● DESCRIPTION OF THE TASK
What is needed is the run of lines from the one with "of the side" through the close of the data, set down exactly.

● RECORDS PROVIDED
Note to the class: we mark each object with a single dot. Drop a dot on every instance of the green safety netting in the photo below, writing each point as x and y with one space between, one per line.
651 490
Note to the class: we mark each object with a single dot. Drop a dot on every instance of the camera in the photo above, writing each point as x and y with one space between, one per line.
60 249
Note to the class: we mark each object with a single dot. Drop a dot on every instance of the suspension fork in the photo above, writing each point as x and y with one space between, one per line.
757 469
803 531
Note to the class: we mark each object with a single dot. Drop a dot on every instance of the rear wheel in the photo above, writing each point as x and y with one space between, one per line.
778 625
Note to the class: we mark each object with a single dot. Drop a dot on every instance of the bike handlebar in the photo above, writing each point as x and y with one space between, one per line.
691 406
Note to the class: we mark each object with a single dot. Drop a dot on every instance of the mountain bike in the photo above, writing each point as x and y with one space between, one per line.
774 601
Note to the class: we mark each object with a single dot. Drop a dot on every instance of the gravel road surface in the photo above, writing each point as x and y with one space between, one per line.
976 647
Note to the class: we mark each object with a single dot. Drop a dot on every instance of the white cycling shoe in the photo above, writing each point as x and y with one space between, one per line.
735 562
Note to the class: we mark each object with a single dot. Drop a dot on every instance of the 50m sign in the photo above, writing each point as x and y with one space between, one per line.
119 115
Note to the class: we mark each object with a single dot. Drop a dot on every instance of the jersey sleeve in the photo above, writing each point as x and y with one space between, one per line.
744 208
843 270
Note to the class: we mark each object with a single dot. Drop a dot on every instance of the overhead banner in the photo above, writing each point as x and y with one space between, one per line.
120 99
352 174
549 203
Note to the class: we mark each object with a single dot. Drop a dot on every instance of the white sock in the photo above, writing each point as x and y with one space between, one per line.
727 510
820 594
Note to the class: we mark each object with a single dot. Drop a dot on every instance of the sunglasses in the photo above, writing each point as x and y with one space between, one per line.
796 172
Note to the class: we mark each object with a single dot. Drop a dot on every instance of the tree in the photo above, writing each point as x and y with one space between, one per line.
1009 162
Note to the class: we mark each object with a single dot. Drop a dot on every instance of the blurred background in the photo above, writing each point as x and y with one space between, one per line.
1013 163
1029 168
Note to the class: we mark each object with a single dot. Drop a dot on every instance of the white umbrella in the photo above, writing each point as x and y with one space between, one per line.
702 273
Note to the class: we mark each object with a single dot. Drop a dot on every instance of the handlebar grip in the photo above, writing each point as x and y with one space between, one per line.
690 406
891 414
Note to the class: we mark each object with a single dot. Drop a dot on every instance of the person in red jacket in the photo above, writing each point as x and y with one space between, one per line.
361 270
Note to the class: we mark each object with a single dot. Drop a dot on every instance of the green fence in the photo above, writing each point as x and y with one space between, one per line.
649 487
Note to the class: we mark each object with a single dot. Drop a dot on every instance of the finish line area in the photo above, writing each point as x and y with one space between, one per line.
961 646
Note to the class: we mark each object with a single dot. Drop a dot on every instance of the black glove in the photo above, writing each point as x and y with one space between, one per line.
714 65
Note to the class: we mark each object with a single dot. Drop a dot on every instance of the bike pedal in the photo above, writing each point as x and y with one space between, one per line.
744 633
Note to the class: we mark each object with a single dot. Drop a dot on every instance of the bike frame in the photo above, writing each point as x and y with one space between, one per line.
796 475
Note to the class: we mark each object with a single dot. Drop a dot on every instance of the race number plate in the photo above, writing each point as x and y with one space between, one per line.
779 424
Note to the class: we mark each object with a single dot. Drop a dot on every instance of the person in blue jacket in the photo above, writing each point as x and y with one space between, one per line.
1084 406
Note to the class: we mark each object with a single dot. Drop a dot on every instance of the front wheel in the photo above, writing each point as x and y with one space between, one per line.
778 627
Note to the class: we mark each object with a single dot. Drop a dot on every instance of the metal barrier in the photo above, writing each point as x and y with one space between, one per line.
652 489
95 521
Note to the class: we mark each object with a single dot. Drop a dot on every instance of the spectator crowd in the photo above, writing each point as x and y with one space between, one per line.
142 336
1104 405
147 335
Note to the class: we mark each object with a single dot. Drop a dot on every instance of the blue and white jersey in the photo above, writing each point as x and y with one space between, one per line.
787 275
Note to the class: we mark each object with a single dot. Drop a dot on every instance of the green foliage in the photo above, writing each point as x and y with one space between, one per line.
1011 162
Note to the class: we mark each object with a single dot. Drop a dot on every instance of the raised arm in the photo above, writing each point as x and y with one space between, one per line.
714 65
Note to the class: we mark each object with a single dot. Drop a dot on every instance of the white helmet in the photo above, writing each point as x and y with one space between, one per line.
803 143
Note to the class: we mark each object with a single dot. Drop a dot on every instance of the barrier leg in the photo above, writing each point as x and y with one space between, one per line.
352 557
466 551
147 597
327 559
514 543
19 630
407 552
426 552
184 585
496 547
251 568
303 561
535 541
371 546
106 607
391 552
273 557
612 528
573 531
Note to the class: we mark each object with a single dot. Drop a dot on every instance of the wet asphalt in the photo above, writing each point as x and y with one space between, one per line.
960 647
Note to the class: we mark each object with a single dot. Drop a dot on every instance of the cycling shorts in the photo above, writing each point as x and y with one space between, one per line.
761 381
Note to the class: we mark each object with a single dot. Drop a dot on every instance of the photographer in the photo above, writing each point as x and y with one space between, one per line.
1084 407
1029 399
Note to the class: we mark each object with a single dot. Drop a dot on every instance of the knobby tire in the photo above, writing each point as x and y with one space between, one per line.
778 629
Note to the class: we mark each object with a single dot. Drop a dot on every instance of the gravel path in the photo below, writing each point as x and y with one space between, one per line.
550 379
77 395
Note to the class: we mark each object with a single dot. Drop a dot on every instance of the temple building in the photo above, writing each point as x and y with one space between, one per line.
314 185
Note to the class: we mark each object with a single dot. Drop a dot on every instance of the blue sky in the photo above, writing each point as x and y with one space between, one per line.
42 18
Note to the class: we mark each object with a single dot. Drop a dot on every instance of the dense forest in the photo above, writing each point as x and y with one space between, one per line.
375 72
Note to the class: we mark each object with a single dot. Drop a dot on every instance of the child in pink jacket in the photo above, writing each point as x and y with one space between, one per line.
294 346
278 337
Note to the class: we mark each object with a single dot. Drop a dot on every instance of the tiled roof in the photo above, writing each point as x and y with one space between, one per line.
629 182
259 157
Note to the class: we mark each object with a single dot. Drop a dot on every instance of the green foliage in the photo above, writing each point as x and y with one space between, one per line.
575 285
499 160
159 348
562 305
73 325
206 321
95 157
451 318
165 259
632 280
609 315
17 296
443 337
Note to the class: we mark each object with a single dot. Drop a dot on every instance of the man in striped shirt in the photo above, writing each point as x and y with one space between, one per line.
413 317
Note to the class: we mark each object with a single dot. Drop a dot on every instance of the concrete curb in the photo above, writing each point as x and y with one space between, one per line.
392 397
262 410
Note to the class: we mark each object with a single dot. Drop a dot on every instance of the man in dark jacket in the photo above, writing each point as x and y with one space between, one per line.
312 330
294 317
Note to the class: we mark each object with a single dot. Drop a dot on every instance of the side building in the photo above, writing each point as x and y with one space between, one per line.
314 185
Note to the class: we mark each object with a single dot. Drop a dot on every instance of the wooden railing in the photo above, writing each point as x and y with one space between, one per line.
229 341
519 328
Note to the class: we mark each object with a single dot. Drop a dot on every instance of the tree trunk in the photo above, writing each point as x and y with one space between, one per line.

● COMPLETE ANSWER
Note to the class: we mark each object with a single dot. Drop a dot on every instance of the side building in the photo above, writing each point as x and y with one space between, one per line.
314 185
Note to the class: we mark each object with a single dot. Drop a dot on every instance of the wooden railing in the photo above, writing each point as x and y with one space between, one per line.
229 341
519 328
Note to the class: we mark each object with a single dot. Drop a dot on every instance of the tree trunk in the photo above, writing each point as x and y with one space between, one per line.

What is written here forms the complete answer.